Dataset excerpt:
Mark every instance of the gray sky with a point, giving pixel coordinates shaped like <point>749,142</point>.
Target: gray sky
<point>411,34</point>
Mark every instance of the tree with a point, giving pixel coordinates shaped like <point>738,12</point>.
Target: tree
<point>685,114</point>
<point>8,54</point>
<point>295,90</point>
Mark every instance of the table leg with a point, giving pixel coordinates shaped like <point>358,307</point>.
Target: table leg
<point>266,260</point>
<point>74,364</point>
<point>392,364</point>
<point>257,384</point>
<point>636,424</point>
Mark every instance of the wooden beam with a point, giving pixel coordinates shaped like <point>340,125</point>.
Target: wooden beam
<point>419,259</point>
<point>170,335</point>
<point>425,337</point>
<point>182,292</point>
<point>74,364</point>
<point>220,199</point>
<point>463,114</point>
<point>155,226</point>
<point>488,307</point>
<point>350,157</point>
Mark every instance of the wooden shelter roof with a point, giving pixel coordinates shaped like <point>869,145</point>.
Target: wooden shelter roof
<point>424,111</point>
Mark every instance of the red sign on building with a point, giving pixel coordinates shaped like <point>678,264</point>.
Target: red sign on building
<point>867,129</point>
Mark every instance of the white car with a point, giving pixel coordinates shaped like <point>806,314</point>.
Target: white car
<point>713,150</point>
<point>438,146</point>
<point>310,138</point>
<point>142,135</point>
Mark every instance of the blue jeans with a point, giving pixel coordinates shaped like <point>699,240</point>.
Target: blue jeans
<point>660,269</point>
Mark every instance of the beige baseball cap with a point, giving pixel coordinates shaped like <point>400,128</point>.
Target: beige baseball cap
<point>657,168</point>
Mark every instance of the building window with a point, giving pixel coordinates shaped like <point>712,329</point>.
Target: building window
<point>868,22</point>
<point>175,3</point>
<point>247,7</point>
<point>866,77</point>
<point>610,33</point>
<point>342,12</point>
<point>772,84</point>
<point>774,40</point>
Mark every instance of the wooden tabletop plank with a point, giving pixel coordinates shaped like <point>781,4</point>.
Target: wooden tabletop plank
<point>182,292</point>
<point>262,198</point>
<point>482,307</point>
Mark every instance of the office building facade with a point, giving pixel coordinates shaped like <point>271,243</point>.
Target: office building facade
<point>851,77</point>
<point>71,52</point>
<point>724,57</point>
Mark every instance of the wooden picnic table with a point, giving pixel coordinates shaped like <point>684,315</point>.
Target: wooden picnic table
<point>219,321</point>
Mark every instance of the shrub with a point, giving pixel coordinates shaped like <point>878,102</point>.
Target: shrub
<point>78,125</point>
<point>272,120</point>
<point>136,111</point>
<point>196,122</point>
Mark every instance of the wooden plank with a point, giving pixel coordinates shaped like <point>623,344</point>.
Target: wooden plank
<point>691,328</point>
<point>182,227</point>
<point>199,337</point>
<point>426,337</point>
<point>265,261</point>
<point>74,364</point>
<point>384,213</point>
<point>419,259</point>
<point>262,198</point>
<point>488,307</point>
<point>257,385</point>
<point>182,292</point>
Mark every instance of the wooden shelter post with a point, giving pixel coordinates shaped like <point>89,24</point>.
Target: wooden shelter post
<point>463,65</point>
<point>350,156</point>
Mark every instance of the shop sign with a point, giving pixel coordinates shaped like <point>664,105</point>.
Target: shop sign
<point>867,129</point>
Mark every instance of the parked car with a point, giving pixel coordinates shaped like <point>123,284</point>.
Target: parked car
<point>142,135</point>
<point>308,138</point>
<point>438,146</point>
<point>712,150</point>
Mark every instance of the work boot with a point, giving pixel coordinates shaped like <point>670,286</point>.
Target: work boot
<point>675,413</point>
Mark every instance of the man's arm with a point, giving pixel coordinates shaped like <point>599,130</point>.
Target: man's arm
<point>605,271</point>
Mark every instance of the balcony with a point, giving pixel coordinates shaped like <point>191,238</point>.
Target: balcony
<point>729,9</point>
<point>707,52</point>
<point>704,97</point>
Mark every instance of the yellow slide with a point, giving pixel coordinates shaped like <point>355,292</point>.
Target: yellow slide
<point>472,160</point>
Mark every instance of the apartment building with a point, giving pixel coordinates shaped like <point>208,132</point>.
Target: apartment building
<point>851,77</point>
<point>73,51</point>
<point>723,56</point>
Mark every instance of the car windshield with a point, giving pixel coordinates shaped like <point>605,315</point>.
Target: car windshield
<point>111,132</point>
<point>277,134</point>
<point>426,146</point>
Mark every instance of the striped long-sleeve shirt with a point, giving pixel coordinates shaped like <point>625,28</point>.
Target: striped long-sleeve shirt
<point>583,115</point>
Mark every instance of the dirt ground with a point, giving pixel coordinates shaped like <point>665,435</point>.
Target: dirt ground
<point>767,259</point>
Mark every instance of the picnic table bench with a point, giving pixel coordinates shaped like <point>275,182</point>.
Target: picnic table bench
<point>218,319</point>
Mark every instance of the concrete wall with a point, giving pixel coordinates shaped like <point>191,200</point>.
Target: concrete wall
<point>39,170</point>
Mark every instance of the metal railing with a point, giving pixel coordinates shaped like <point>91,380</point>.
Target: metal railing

* [STATED GOAL]
Rewrite the part of the records that opens with the line containing "Mark every instance of the blue" and closes with the line containing "<point>774,40</point>" as a numbered list, leaving out any blank lines.

* [TASK ANSWER]
1. Mark every instance of the blue jeans with a point, giving pixel coordinates shaped like <point>699,240</point>.
2. Target: blue jeans
3. <point>660,269</point>
4. Mark every instance of the beige baseball cap with a point, giving pixel coordinates shaped like <point>400,128</point>.
5. Target: beige baseball cap
6. <point>657,168</point>
7. Mark every instance of the building window with a point, giving pixel coordinates shaped like <point>712,329</point>.
8. Target: building window
9. <point>868,22</point>
10. <point>175,3</point>
11. <point>247,7</point>
12. <point>866,77</point>
13. <point>610,33</point>
14. <point>342,12</point>
15. <point>772,84</point>
16. <point>774,40</point>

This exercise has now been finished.